Start DATA TO USE

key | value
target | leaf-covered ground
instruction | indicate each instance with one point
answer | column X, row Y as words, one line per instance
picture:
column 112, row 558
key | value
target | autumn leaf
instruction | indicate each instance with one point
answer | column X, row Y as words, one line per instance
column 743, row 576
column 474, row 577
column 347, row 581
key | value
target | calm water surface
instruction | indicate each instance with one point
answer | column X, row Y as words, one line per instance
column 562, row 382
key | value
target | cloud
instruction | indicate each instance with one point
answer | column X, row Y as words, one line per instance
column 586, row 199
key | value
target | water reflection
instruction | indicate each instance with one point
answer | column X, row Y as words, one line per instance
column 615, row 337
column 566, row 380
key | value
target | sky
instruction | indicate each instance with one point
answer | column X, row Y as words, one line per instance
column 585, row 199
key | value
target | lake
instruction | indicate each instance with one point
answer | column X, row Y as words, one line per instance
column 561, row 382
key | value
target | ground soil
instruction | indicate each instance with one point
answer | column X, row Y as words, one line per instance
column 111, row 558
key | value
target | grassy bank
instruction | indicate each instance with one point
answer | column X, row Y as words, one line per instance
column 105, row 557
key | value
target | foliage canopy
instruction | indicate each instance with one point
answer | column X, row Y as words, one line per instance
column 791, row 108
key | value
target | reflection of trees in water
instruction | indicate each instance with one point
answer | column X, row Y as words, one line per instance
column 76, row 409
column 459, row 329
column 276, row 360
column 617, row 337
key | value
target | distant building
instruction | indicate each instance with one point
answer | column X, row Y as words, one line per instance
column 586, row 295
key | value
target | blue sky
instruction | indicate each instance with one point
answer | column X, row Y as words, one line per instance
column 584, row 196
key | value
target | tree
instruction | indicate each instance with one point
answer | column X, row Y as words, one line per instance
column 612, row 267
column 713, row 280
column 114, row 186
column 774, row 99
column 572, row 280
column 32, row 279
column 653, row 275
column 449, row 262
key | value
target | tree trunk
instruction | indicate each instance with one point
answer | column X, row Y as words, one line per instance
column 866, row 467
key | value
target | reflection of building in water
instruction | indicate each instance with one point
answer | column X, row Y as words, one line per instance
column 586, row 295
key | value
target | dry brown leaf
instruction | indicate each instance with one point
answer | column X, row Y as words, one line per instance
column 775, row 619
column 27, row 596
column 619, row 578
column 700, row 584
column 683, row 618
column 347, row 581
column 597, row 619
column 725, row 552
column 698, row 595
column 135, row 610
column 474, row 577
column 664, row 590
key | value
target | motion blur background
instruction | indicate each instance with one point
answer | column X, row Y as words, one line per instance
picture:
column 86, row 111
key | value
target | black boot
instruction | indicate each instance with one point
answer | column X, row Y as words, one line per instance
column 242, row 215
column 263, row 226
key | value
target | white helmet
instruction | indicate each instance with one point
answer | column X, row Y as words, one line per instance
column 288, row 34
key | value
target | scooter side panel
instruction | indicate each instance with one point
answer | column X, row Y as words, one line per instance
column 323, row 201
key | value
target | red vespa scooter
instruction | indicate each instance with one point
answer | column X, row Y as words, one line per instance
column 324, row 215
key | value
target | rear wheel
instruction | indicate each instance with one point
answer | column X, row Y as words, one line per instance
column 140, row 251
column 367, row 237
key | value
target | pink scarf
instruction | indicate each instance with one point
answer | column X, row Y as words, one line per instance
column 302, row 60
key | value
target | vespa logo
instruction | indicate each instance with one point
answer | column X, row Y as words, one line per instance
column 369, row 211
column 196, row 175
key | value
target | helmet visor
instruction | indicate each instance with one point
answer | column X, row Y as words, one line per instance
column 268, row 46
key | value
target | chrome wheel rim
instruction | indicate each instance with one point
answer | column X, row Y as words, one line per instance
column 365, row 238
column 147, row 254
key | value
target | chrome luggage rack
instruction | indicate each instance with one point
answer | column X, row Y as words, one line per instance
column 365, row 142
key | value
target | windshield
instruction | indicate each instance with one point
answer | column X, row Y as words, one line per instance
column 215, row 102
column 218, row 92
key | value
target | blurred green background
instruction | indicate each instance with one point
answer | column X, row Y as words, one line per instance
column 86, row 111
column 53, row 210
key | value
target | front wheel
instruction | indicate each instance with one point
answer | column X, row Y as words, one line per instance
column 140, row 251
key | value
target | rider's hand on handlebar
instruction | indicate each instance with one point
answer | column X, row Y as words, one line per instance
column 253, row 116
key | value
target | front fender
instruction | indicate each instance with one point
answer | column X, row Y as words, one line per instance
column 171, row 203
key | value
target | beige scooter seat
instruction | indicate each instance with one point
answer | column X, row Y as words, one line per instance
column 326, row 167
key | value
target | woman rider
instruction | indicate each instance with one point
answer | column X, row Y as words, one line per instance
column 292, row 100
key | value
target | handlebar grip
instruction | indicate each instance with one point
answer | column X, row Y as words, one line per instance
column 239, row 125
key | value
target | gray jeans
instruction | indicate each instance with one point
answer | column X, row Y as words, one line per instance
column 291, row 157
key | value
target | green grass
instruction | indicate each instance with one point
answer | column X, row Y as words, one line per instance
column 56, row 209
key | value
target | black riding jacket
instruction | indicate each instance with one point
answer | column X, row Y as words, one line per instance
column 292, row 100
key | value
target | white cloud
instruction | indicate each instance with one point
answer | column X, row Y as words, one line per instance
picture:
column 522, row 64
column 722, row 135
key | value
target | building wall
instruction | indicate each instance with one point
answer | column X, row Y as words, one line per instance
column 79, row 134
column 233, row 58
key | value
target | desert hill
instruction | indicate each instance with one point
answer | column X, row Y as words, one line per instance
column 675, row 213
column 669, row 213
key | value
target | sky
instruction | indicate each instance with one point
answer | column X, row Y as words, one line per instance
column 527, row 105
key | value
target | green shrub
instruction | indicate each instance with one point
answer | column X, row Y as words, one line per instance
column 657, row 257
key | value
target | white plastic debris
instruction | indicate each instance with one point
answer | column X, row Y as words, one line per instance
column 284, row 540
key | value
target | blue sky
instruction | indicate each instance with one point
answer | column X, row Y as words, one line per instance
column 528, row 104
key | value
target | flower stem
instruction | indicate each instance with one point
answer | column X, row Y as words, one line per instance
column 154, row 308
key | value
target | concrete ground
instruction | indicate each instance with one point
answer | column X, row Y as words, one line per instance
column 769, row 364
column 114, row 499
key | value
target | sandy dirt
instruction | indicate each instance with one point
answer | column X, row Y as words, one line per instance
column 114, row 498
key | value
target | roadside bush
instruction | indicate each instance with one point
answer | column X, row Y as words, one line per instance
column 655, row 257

End DATA TO USE

Repeat the records exactly, including every line.

key | value
target | leaf-covered ground
instruction | indicate each instance with one point
answer | column X, row Y as words, one line per instance
picture:
column 112, row 558
key | value
target | autumn leaf
instruction | indicate each instance with one point
answer | column X, row Y as words, one line per instance
column 743, row 576
column 474, row 577
column 347, row 581
key | value
target | calm water surface
instruction | indicate each instance with one point
answer | column X, row Y as words, one line per instance
column 562, row 382
key | value
target | cloud
instruction | indicate each instance with one point
answer | column X, row Y as words, one line per instance
column 586, row 199
key | value
target | water reflection
instruction | indicate each instance with one point
answer | column X, row Y as words, one line per instance
column 615, row 337
column 566, row 380
key | value
target | sky
instruction | indicate each instance with one point
answer | column X, row Y as words, one line per instance
column 585, row 199
key | value
target | lake
instruction | indicate each instance with one point
answer | column X, row Y as words, one line per instance
column 561, row 382
key | value
target | ground soil
instruction | indicate each instance with one point
answer | column X, row Y as words, one line per instance
column 111, row 558
key | value
target | grassy bank
instruction | indicate each instance with one point
answer | column X, row Y as words, one line per instance
column 105, row 557
key | value
target | foliage canopy
instruction | indicate each instance with one point
answer | column X, row Y as words, one line per instance
column 791, row 108
key | value
target | reflection of trees in water
instruction | indicate each instance with one point
answer | column X, row Y as words, one line per instance
column 76, row 409
column 459, row 329
column 276, row 360
column 617, row 337
key | value
target | distant building
instruction | indicate each instance with one point
answer | column X, row Y as words, one line per instance
column 586, row 295
key | value
target | blue sky
instruction | indicate each instance with one point
answer | column X, row Y as words, one line per instance
column 584, row 196
key | value
target | tree
instruction | indicate each instance with one point
answer | column X, row Y as words, one line per instance
column 612, row 267
column 713, row 280
column 114, row 186
column 774, row 99
column 572, row 280
column 32, row 279
column 653, row 275
column 449, row 262
key | value
target | tree trunk
instruction | indicate each instance with one point
answer | column X, row Y as words, one line per instance
column 866, row 467
key | value
target | reflection of building in water
instruction | indicate each instance with one point
answer | column X, row Y as words, one line per instance
column 586, row 295
key | value
target | dry brown leaf
instruction | indicate each instance with one point
answer | column X, row Y as words, one line per instance
column 775, row 619
column 27, row 596
column 619, row 578
column 700, row 584
column 683, row 618
column 347, row 581
column 597, row 619
column 725, row 552
column 698, row 595
column 135, row 610
column 474, row 577
column 664, row 590
key | value
target | motion blur background
instruction | indicate each instance with one point
answer | column X, row Y as words, one line per instance
picture:
column 86, row 111
key | value
target | black boot
instruction | indicate each instance with one point
answer | column X, row Y as words, one line per instance
column 242, row 215
column 263, row 226
key | value
target | white helmet
instruction | indicate each instance with one point
answer | column X, row Y as words, one line per instance
column 288, row 34
key | value
target | scooter side panel
instruction | indicate each instance with one point
answer | column X, row Y as words, one line per instance
column 323, row 201
key | value
target | red vespa scooter
instruction | indicate each instance with one point
answer | column X, row Y as words, one line per instance
column 324, row 215
key | value
target | rear wheel
instruction | indicate each instance with one point
answer | column X, row Y as words, one line per instance
column 140, row 251
column 367, row 237
key | value
target | pink scarf
instruction | indicate each instance with one point
answer | column X, row Y as words, one line per instance
column 302, row 60
key | value
target | vespa logo
instruction | indicate each instance with one point
answer | column X, row Y as words, one line per instance
column 369, row 211
column 196, row 175
key | value
target | helmet visor
instruction | indicate each instance with one point
answer | column X, row Y as words, one line per instance
column 268, row 46
key | value
target | chrome wheel rim
instruction | indicate each instance with one point
answer | column X, row Y as words, one line per instance
column 365, row 238
column 147, row 254
key | value
target | chrome luggage rack
instruction | indicate each instance with one point
answer | column X, row Y as words, one line per instance
column 365, row 142
key | value
target | windshield
instruction | indicate each instance with one point
answer | column X, row Y as words, one line per instance
column 215, row 102
column 218, row 92
key | value
target | blurred green background
instruction | indicate each instance with one point
answer | column X, row Y as words, one line per instance
column 86, row 111
column 53, row 210
key | value
target | front wheel
instruction | indicate each instance with one point
answer | column X, row Y as words, one line per instance
column 140, row 251
key | value
target | rider's hand on handlebar
instruction | indicate each instance with one point
answer | column X, row Y as words, one line per instance
column 253, row 116
key | value
target | front fender
instruction | indicate each instance with one point
answer | column X, row Y as words, one line per instance
column 171, row 203
key | value
target | beige scooter seat
instruction | indicate each instance with one point
answer | column X, row Y as words, one line per instance
column 326, row 167
key | value
target | woman rider
instruction | indicate each instance with one point
answer | column X, row Y as words, one line per instance
column 292, row 100
key | value
target | handlebar grip
instruction | indicate each instance with one point
answer | column X, row Y as words, one line per instance
column 239, row 125
key | value
target | gray jeans
instruction | indicate each instance with one point
answer | column X, row Y as words, one line per instance
column 291, row 157
key | value
target | green grass
instruction | indicate each instance with one point
answer | column X, row Y as words, one line per instance
column 56, row 209
key | value
target | black riding jacket
instruction | indicate each instance with one point
answer | column X, row Y as words, one line per instance
column 292, row 100
key | value
target | white cloud
instruction | indicate each instance with one point
answer | column X, row Y as words, one line per instance
picture:
column 522, row 64
column 722, row 135
key | value
target | building wall
instruction | indicate each instance with one point
answer | column X, row Y as words, one line per instance
column 79, row 134
column 233, row 58
key | value
target | desert hill
instruction | indicate each instance with one point
answer | column X, row Y as words, one line per instance
column 675, row 213
column 669, row 213
key | value
target | sky
instruction | indicate each instance with one point
answer | column X, row Y as words, one line per instance
column 527, row 105
key | value
target | green shrub
instruction | indicate each instance with one point
answer | column X, row Y as words, one line per instance
column 657, row 257
key | value
target | white plastic debris
instruction | indicate each instance with one point
answer | column X, row Y as words, one line per instance
column 284, row 540
key | value
target | blue sky
instruction | indicate each instance with one point
answer | column X, row Y as words, one line per instance
column 528, row 104
key | value
target | flower stem
instruction | indicate each instance with one point
answer | column X, row Y as words, one line per instance
column 154, row 308
key | value
target | concrete ground
instruction | indicate each instance with one point
answer | column X, row Y as words, one line per instance
column 769, row 364
column 114, row 499
key | value
target | sandy dirt
instruction | indicate each instance with one point
answer | column X, row Y as words, one line per instance
column 114, row 498
key | value
target | roadside bush
instruction | indicate each instance with one point
answer | column X, row Y as words, one line per instance
column 655, row 257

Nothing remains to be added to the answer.